◆ Source text:

Radiation Hardness Assurance


A Journey Through the Cosmic Hazards: Understanding the Space Radiation Environment

Christoph Tscherne1

1 Seibersdorf Labor GmbH, Austria



Spacecraft in Earth orbit face a major threat: the complex and harsh radiation environment they encounter. This environment, characterized by its complexity and severity, presents significant challenges to mission planning and spacecraft durability. Radiation exposure accelerates the degradation of electrical, electronic, and electromechanical (EEE) components, resulting in degraded performance or failure [1].

To effectively address these challenges, a thorough understanding of space radiation is essential. In Earth orbits such as low Earth orbits (LEO), medium Earth orbits (MEO), and geostationary Earth orbits (GEO), the radiation environment includes solar energetic particles (SEP), galactic cosmic radiation (GCR), and charged particles trapped in the Earth's magnetic field. These types of radiation exhibit remarkable variations in energy and flux, subject to short-term fluctuations and long-term modulation influenced by solar activity [2].

◆ Exercises to complete:
A. Write out the stretch of the space radiation passage from "A Journey Through" through "or failure [1].".
B. According to the space radiation passage, what kinds of radiation make up the environment in Earth orbits such as LEO, MEO, and GEO?
C. Carry the space radiation passage forward with new sentences that pick up right after its final sentence.
The lines that come next are not needed for any of this work.

◆ Information supplied:

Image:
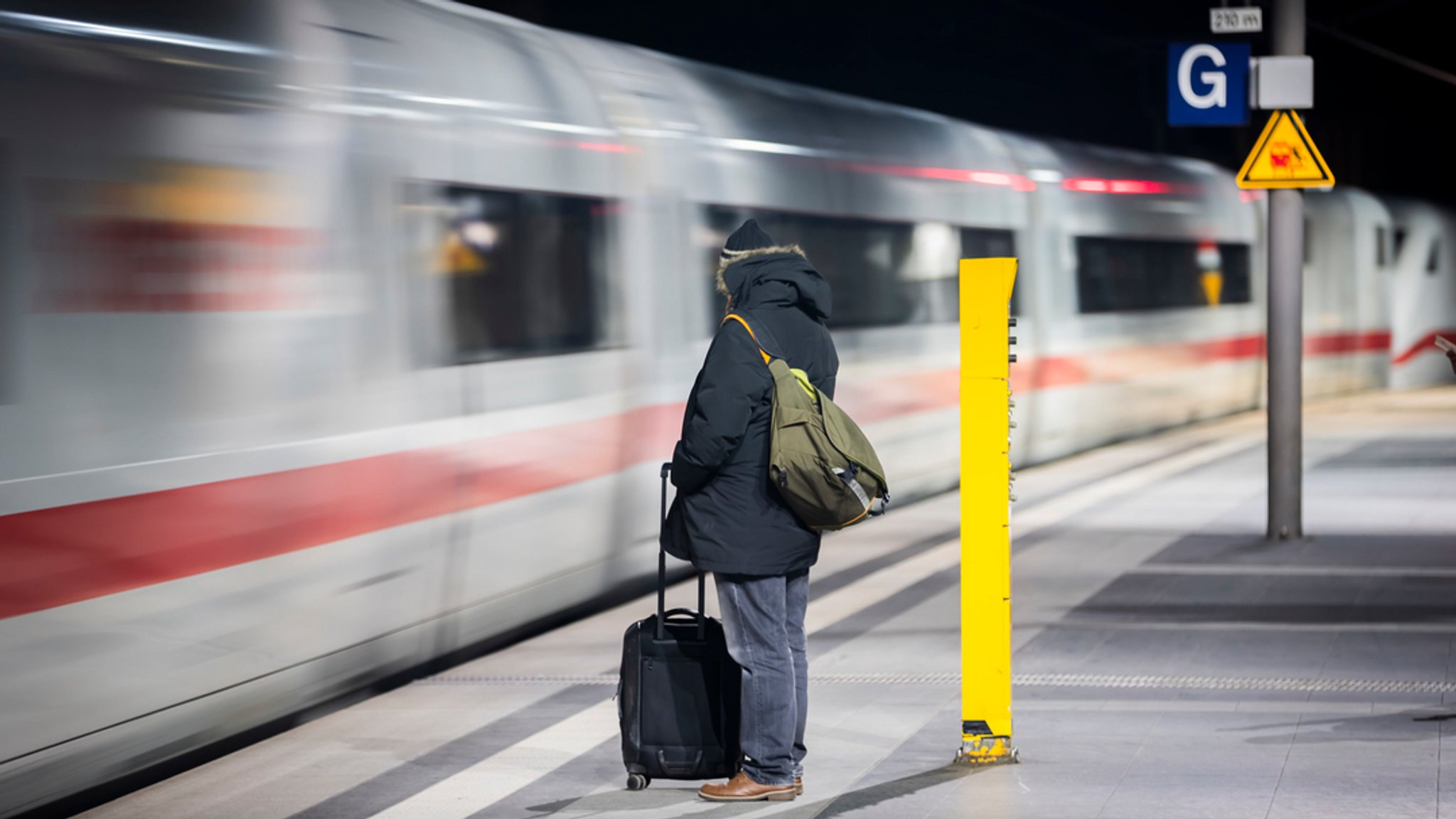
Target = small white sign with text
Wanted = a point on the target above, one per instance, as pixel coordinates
(1236, 21)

◆ Task-by-task answers:
A.
A Journey Through the Cosmic Hazards: Understanding the Space Radiation Environment

Christoph Tscherne1

1 Seibersdorf Labor GmbH, Austria



Spacecraft in Earth orbit face a major threat: the complex and harsh radiation environment they encounter. This environment, characterized by its complexity and severity, presents significant challenges to mission planning and spacecraft durability. Radiation exposure accelerates the degradation of electrical, electronic, and electromechanical (EEE) components, resulting in degraded performance or failure [1].

B. Solar energetic particles (SEP), galactic cosmic radiation (GCR), and charged particles trapped in the Earth's magnetic field.

C.
This talk covers the unique characteristics of the various contributions to the space radiation environment. It provides a comprehensive review of SEP, GCR, and trapped particles, emphasizing their importance for mission planning and radiation hardness assurance (RHA) of spacecraft components [3, 4, 5]. By analyzing the characteristics of space radiation and its effects, this presentation aims to provide space mission designers with the knowledge needed to navigate and mitigate the challenges posed by the cosmic radiation environment.


[1]    Poivey, Christian. "Total Ionizing and Non-Ionizing Dose Radiation Hardness Assurance." Short Course of NSREC 2017, 17 July 2017, New Orleans. USA. Presentation. 

[2]    Holmes-Siedle, Andrew G., and Len Adams. Handbook of radiation effects. 2nd ed., Oxford University Press, 2002.

[3]    ECSS-Q-ST-60-15C. “Radiation hardness assurance – EEE components”, October 2012

[4]    ECSS-E-ST-10-04C. “Space Environment”, June 2020

[5]    SPENVIS - The European Space Agency (ESA) Space Environment Information System (SPENVIS), available online at http://swe.ssa.esa.int/; https://www.spenvis.oma.be/



We acknowledge the insightful talks and presentations of the lecturers of the RADECS and NSREC short courses and the information provided by SPENVIS, ESA's Space Environment Information System (http://swe.ssa.esa.int/; https://www.spenvis.oma.be/​​​​​​​).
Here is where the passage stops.